(Directions) Count the lines below with the string "horse" in them. Only the number should be given.

(Records for processing)
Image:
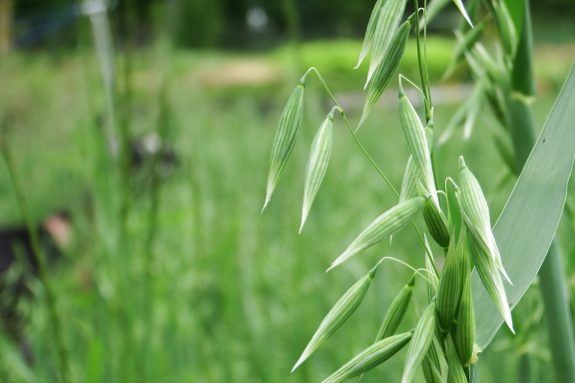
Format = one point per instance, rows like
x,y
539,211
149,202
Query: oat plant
x,y
487,269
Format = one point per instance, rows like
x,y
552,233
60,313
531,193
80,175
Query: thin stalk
x,y
42,263
422,62
552,276
364,151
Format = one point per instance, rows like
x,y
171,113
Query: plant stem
x,y
40,256
553,287
555,299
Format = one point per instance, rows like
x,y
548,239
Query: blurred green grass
x,y
229,294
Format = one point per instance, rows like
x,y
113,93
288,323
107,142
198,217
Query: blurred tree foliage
x,y
211,23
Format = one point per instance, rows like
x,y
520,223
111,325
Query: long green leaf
x,y
525,228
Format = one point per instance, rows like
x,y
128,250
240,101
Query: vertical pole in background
x,y
6,21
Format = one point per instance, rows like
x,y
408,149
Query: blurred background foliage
x,y
191,283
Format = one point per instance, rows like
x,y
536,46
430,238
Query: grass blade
x,y
535,207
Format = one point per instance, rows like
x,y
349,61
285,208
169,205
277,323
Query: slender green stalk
x,y
422,62
553,287
40,256
353,134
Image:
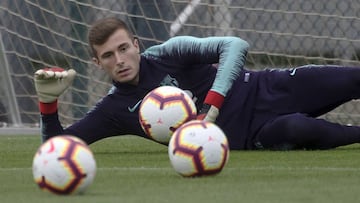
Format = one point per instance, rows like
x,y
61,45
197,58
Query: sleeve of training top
x,y
228,52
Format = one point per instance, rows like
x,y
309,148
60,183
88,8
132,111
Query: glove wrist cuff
x,y
214,98
48,108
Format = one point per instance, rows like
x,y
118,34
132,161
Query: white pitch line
x,y
273,168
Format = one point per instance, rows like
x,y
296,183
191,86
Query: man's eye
x,y
123,48
107,55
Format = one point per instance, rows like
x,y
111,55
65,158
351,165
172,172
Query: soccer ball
x,y
64,165
163,110
198,148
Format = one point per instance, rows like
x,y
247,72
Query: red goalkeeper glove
x,y
50,83
212,104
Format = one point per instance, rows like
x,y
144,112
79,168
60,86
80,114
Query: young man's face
x,y
119,56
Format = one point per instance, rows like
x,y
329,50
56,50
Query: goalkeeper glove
x,y
210,110
50,83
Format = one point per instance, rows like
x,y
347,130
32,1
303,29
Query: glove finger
x,y
49,74
39,74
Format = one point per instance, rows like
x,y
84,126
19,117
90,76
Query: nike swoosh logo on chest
x,y
133,108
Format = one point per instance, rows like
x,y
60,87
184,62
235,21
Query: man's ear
x,y
96,62
136,43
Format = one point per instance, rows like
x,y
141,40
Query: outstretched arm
x,y
50,83
228,52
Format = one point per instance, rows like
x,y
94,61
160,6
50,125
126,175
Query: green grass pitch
x,y
132,169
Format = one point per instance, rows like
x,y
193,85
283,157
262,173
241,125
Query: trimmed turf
x,y
131,169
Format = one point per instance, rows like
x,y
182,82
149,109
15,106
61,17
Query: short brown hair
x,y
101,30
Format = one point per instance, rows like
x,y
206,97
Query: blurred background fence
x,y
282,34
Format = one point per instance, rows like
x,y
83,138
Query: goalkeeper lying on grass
x,y
268,109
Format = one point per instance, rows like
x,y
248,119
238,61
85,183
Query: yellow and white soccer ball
x,y
64,165
163,110
198,148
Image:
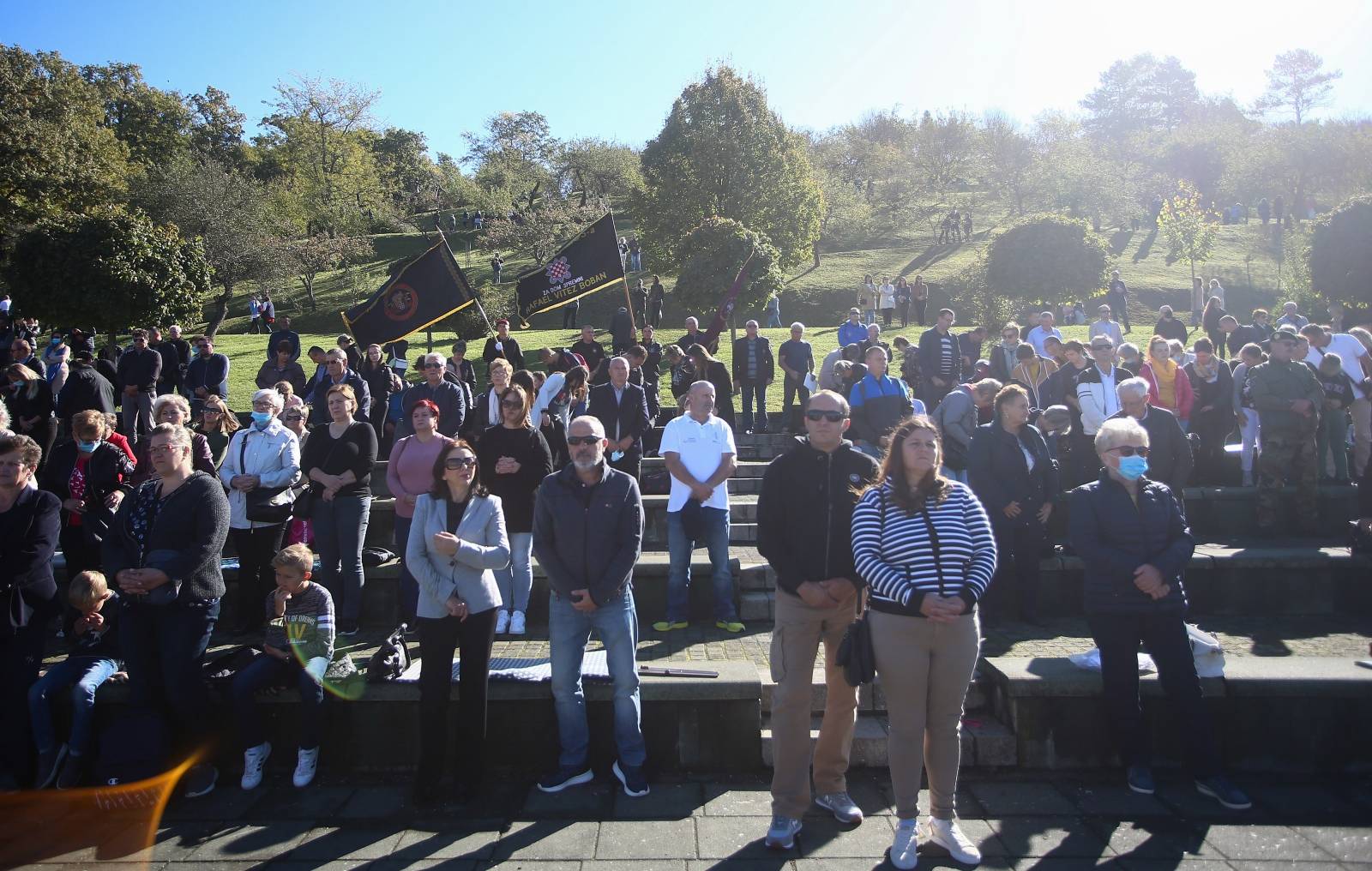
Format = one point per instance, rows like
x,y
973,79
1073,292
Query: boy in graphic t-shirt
x,y
298,648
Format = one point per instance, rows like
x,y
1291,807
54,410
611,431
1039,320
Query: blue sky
x,y
612,69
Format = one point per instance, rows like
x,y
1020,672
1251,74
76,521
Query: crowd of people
x,y
939,471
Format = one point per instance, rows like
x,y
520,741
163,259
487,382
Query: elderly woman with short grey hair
x,y
260,468
1135,544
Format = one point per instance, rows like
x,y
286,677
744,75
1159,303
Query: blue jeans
x,y
340,532
569,630
749,393
678,574
162,649
84,676
267,671
516,580
409,587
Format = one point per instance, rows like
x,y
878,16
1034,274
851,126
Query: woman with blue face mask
x,y
260,466
1135,544
91,477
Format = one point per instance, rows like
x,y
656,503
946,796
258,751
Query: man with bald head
x,y
699,450
587,535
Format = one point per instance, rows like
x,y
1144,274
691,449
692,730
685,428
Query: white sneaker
x,y
903,848
254,759
948,836
306,763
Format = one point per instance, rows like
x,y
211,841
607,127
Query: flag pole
x,y
475,297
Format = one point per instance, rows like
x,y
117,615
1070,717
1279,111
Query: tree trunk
x,y
219,310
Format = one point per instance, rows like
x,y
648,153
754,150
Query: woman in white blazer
x,y
457,542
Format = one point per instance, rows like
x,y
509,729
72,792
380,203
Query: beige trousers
x,y
925,669
796,635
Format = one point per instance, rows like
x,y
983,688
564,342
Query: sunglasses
x,y
833,417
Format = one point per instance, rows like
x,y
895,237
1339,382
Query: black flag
x,y
423,292
587,264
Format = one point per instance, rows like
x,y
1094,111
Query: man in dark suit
x,y
623,409
754,370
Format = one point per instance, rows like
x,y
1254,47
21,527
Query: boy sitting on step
x,y
299,645
93,658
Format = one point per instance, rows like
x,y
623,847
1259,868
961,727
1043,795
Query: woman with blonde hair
x,y
925,548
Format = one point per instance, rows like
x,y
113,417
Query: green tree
x,y
1047,258
111,267
1297,82
1188,226
711,258
1341,254
55,153
725,154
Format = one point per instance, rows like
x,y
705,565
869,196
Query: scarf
x,y
1165,376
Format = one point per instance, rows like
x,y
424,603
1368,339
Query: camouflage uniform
x,y
1287,439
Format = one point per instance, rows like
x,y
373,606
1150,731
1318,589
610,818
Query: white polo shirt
x,y
700,448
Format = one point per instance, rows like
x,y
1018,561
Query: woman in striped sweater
x,y
925,548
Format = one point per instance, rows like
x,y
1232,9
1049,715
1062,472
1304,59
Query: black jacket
x,y
189,532
1113,538
628,417
86,390
804,514
27,539
1170,453
589,541
999,475
766,365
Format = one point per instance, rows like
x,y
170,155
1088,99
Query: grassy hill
x,y
818,297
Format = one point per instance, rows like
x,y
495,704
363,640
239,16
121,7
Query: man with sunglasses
x,y
804,532
449,398
587,535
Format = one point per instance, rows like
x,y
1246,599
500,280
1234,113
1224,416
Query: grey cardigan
x,y
470,574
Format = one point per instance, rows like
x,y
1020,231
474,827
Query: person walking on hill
x,y
1135,544
699,449
925,548
587,537
818,596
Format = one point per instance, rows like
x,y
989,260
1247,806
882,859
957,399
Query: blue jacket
x,y
1115,538
851,333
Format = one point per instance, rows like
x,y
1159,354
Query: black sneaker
x,y
50,765
564,777
633,778
73,772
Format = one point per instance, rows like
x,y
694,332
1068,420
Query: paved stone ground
x,y
1063,823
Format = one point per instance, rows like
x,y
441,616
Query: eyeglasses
x,y
833,417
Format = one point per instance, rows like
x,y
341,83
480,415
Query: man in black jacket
x,y
804,532
754,370
587,535
86,390
1170,453
622,408
940,360
139,370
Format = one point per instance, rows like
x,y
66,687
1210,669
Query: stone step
x,y
1271,713
870,696
985,741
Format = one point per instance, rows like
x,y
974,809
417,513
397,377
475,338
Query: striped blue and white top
x,y
895,553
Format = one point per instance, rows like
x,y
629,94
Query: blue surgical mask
x,y
1134,468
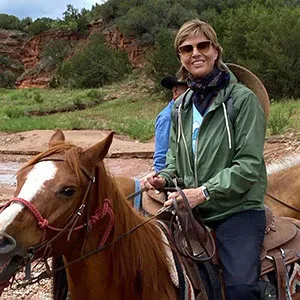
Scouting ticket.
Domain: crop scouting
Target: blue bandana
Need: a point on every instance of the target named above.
(206, 88)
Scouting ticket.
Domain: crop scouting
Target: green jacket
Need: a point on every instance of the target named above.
(229, 157)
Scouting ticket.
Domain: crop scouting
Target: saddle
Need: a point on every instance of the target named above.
(281, 244)
(281, 248)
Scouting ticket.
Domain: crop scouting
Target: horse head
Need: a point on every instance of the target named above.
(51, 204)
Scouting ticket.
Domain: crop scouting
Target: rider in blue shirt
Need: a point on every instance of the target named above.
(163, 121)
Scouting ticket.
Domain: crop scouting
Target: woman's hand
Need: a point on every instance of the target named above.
(152, 182)
(194, 197)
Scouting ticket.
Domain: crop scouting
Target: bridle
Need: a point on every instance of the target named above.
(71, 225)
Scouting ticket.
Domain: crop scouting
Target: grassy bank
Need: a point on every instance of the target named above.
(128, 108)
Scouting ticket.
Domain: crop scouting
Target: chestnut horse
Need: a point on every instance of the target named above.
(58, 193)
(283, 193)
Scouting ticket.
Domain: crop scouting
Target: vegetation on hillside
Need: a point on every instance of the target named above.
(127, 107)
(258, 34)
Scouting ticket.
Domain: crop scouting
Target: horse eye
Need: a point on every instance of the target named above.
(68, 192)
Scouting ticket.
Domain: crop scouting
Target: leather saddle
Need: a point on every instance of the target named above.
(281, 247)
(281, 244)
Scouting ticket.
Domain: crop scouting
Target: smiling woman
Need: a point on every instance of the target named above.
(220, 162)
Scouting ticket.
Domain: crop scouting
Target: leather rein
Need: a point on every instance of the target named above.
(281, 202)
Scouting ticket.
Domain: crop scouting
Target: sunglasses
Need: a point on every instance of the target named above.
(202, 47)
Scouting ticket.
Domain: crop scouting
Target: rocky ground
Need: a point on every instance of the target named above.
(127, 157)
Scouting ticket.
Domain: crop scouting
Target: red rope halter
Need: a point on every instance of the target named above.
(44, 223)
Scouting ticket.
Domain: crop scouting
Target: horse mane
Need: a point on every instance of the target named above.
(137, 261)
(283, 164)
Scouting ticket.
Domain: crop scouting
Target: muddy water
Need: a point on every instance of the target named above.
(118, 167)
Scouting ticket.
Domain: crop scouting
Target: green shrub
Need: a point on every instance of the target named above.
(163, 60)
(279, 118)
(40, 25)
(95, 95)
(13, 112)
(94, 66)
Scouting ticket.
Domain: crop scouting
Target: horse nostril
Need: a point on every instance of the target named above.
(7, 243)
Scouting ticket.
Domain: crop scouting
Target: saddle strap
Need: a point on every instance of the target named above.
(280, 276)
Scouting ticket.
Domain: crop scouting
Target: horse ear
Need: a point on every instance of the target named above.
(57, 137)
(99, 151)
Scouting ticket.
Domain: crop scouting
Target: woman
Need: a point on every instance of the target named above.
(221, 163)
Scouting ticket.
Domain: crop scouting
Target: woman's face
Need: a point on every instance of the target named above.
(198, 55)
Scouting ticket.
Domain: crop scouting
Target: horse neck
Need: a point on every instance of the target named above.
(136, 265)
(283, 184)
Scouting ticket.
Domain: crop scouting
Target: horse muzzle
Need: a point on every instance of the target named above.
(11, 256)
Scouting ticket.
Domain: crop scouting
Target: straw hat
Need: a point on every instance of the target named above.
(253, 83)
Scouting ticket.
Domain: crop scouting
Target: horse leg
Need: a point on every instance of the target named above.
(296, 296)
(60, 283)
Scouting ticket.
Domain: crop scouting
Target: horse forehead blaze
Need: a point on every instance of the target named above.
(35, 181)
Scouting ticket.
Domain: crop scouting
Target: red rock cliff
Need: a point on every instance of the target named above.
(29, 52)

(Answer area) 10